* A FAZER:
1: Reescreva em forma de lista, mantendo os fatos principais, o parágrafo da reportagem que começa com "Trata-se de esquema".
2: Transcreva da reportagem, sem alterar nada, o trecho que vai de "Luckas parou de" até "e crimes cibernéticos.".
3: De acordo com a reportagem, por que Luckas disse ao amigo que queria chorar mas não podia? Responda em até três frases.

Me ajude, tenho muito medo de morrer.
Faz dois dias que não tomo banho.
Nós trabalhamos mais de 15 horas por dia. Isso não é vida, não sei o que fazer.
Eu quero ir embora ou morrer.
Sequência de mensagens enviadas por Luckas ao amigo em outubro
Golpes e venda de mulheres
Brasileiro foi traficado para "aplicar golpes" em estrangeiros, segundo prima. "Meu primo contou ao amigo que era forçado a dar golpes em pessoas de outros países e que viu duas angolanas, com que tinha feito amizade, serem vendidas", conta. "Quando soube disso, ele disse ao amigo que queria chorar, mas que não podia porque, se chorasse, seria punido".
Luckas parou de dar notícias há cerca de um mês. Segundo Ana Paula, a última vez que ele falou com a mãe foi no fim de outubro e, há semanas, não envia mais mensagens pelo Telegram ao amigo. "A última notícia que tivemos foi que ele estava cheio de hematomas, sem conseguir andar direito pelos castigos que sofreu", diz.
Ministério das Relações Exteriores emitiu alerta para casos de brasileiros traficados para trabalhar em "atividades ilícitas". O comunicado, atualizado no fim de outubro, informa que a Embaixada do Brasil em Yangon, antiga capital de Mianmar, "vem sendo notificada, desde setembro de 2022, de casos de aliciamento de brasileiros para trabalho em condições análogas à escravidão", ligados a golpes financeiros virtuais e crimes cibernéticos.
"Trata-se de esquema no qual empresas, supostamente do setor financeiro, oferecem vagas de emprego em operações alegadamente situadas na Tailândia", divulgou o Itamaraty. Na prática, segue o alerta, os brasileiros vítimas do esquema "são transportados para Mianmar, onde têm seus passaportes retidos e são submetidos a longas jornadas de trabalho, privação parcial da liberdade de movimento e possíveis abusos físicos".
Governo brasileiro 'acompanha o caso'. Procurado pela reportagem com pedidos de esclarecimentos sobre o caso de Luckas, o Itamaraty afirmou apenas que "por meio das Embaixadas do Brasil em Bangkok e em Yangon, acompanha o caso, está em contato com as autoridades locais competentes e presta assistência consular aos familiares do brasileiro".

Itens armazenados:
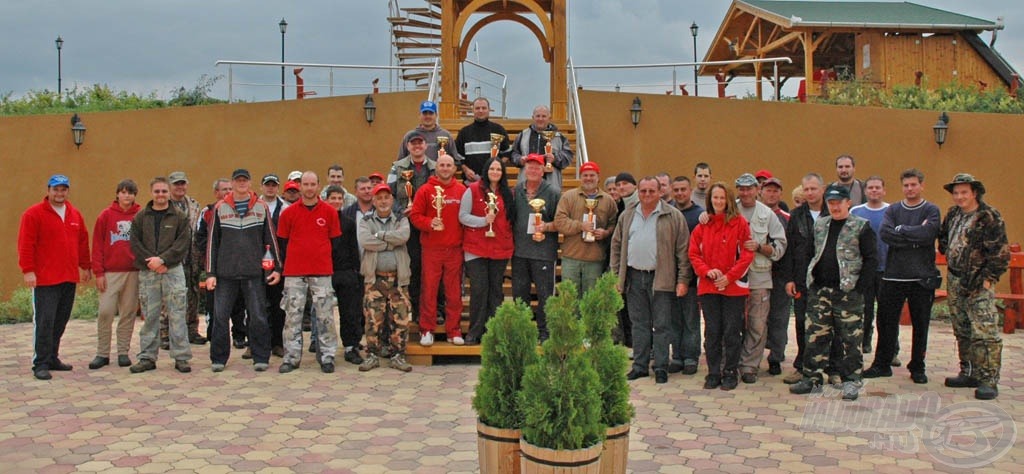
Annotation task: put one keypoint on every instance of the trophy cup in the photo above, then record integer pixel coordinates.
(493, 207)
(496, 139)
(441, 144)
(439, 205)
(548, 135)
(538, 205)
(408, 176)
(591, 204)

* RESPOSTAS POR TAREFA:
1:
- Segundo o Itamaraty, empresas que dizem ser do setor financeiro oferecem vagas de emprego em operações que ficariam na Tailândia.
- Na prática, os brasileiros vítimas do esquema são levados para Mianmar.
- Lá, têm os passaportes retidos e enfrentam longas jornadas de trabalho.
- Sofrem também privação parcial da liberdade de movimento e possíveis abusos físicos.

2:
Luckas parou de dar notícias há cerca de um mês. Segundo Ana Paula, a última vez que ele falou com a mãe foi no fim de outubro e, há semanas, não envia mais mensagens pelo Telegram ao amigo. "A última notícia que tivemos foi que ele estava cheio de hematomas, sem conseguir andar direito pelos castigos que sofreu", diz.
Ministério das Relações Exteriores emitiu alerta para casos de brasileiros traficados para trabalhar em "atividades ilícitas". O comunicado, atualizado no fim de outubro, informa que a Embaixada do Brasil em Yangon, antiga capital de Mianmar, "vem sendo notificada, desde setembro de 2022, de casos de aliciamento de brasileiros para trabalho em condições análogas à escravidão", ligados a golpes financeiros virtuais e crimes cibernéticos.

3: Ele não podia chorar porque, se chorasse, seria punido. Disse isso ao amigo depois de ver duas angolanas com quem tinha feito amizade serem vendidas.